Given data:
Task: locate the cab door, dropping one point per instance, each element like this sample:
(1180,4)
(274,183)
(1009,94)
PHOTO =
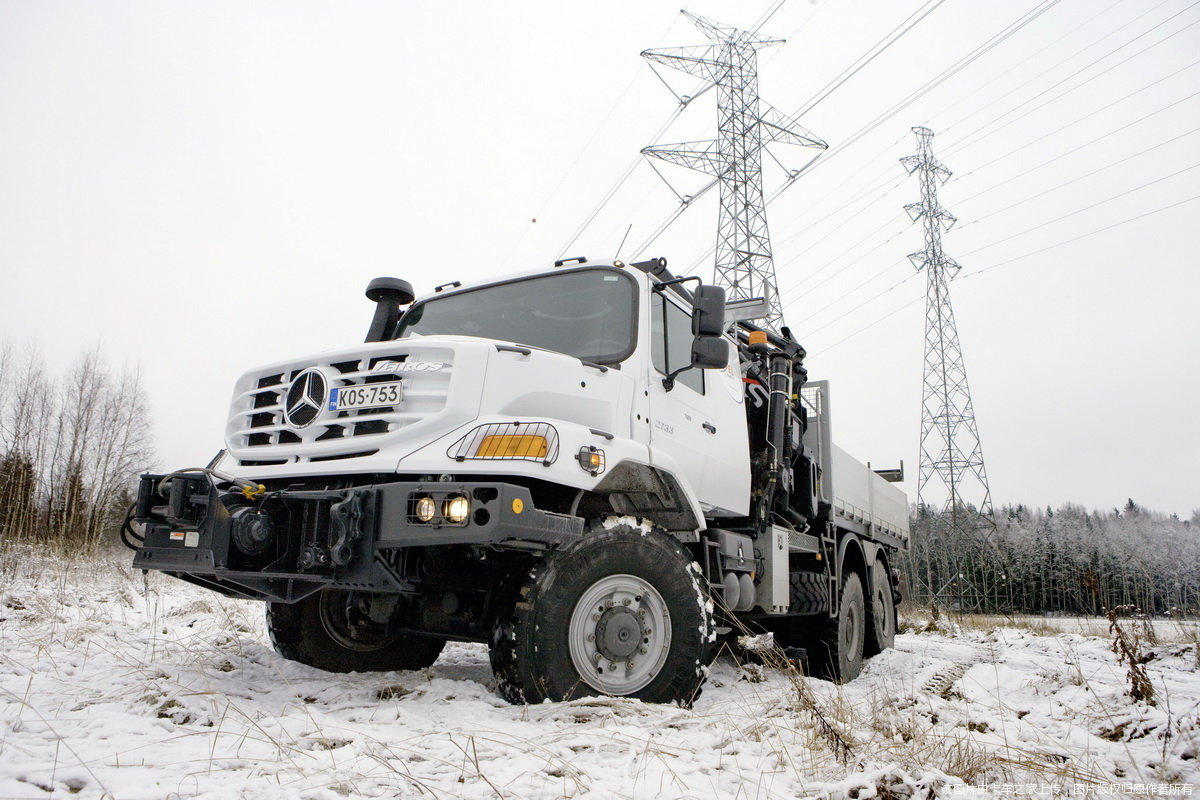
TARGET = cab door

Written request:
Render all of the records above as a JSON array of strings, with one string per line and no blank lines. Omit the pictures.

Finished task:
[
  "Task: locate the cab door, dropping one point per instance, each element like this sample:",
  "(1180,4)",
  "(274,183)",
  "(1009,94)",
  "PHOTO =",
  "TARGET = cab door"
]